PROMPT:
Rewrite the items below with "positive clicks" swapped for "foreground clicks" everywhere it occurs, and change nothing else.

* * *

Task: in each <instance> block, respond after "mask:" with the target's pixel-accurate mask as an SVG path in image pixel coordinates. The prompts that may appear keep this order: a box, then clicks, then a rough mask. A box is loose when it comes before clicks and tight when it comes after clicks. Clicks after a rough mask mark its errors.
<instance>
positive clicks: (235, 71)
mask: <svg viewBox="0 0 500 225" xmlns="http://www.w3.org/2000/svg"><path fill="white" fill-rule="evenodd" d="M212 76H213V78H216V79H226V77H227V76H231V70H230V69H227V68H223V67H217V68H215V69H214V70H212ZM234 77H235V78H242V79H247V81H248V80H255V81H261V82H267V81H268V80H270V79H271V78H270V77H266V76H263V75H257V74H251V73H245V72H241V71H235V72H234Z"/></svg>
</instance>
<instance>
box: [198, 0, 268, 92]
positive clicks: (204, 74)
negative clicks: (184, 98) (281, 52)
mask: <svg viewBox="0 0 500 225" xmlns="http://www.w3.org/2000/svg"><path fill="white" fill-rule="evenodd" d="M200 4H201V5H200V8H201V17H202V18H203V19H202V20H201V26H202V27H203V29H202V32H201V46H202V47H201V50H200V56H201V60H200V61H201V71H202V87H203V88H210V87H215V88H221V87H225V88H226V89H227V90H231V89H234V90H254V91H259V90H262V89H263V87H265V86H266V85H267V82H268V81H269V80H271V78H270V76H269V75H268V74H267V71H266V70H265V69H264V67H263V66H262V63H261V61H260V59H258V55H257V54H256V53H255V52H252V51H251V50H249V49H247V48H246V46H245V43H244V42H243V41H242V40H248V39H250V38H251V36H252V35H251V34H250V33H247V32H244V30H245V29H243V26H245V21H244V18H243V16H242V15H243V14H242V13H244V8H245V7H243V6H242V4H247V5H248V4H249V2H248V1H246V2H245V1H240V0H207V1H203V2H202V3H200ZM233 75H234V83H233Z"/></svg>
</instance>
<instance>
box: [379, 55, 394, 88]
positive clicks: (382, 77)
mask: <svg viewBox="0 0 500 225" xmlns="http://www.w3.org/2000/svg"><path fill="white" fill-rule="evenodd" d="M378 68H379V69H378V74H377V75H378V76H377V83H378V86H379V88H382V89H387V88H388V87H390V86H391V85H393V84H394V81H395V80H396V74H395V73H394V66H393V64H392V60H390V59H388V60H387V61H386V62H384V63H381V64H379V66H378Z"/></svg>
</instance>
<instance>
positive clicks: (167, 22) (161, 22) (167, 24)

* * *

SOLUTION:
Task: in each <instance> block, respond after "mask:" with the target's pixel-accurate mask as an SVG path in image pixel coordinates. The prompts that may appear keep this order: a box, then clicks, then a rough mask. A box is loose when it comes before clicks and tight when it comes after clicks. Clicks after a rough mask mark its errors.
<instance>
foreground clicks: (235, 71)
mask: <svg viewBox="0 0 500 225" xmlns="http://www.w3.org/2000/svg"><path fill="white" fill-rule="evenodd" d="M212 76H213V78H216V79H226V77H227V76H231V70H230V69H227V68H223V67H217V68H215V69H214V70H212ZM234 77H235V78H242V79H247V81H248V80H255V81H261V82H267V81H268V80H270V79H271V78H270V77H266V76H263V75H257V74H251V73H245V72H241V71H235V72H234Z"/></svg>
</instance>
<instance>
box: [198, 0, 268, 92]
foreground clicks: (204, 74)
negative clicks: (184, 98) (281, 52)
mask: <svg viewBox="0 0 500 225" xmlns="http://www.w3.org/2000/svg"><path fill="white" fill-rule="evenodd" d="M200 4H201V5H200V8H201V17H202V18H203V19H202V20H201V26H202V27H203V29H202V32H201V46H202V47H201V50H200V56H201V60H200V61H201V71H202V87H203V88H210V87H215V88H221V87H225V88H226V89H227V90H231V89H234V90H254V91H259V90H262V89H263V87H265V86H266V85H267V82H268V81H269V80H271V78H270V76H269V75H268V74H267V71H266V70H265V69H264V67H263V66H262V63H261V61H260V59H258V55H257V54H256V53H255V52H252V51H251V50H249V49H247V48H246V46H245V43H244V42H243V41H242V40H248V39H250V38H251V36H252V35H251V34H250V33H247V32H244V30H245V29H243V26H245V21H244V18H243V16H242V15H243V14H242V13H244V8H245V7H243V6H242V4H247V5H248V4H249V2H248V1H246V2H245V1H240V0H207V1H203V2H202V3H200ZM233 75H234V83H233Z"/></svg>
</instance>
<instance>
box: [379, 55, 394, 88]
foreground clicks: (382, 77)
mask: <svg viewBox="0 0 500 225" xmlns="http://www.w3.org/2000/svg"><path fill="white" fill-rule="evenodd" d="M378 68H379V69H378V74H377V75H378V76H377V83H378V86H379V88H382V89H387V88H388V87H390V86H391V85H393V84H394V81H395V80H396V74H395V73H394V66H393V64H392V60H390V59H388V60H387V61H386V62H384V63H381V64H379V66H378Z"/></svg>
</instance>
<instance>
foreground clicks: (167, 22) (161, 22) (167, 24)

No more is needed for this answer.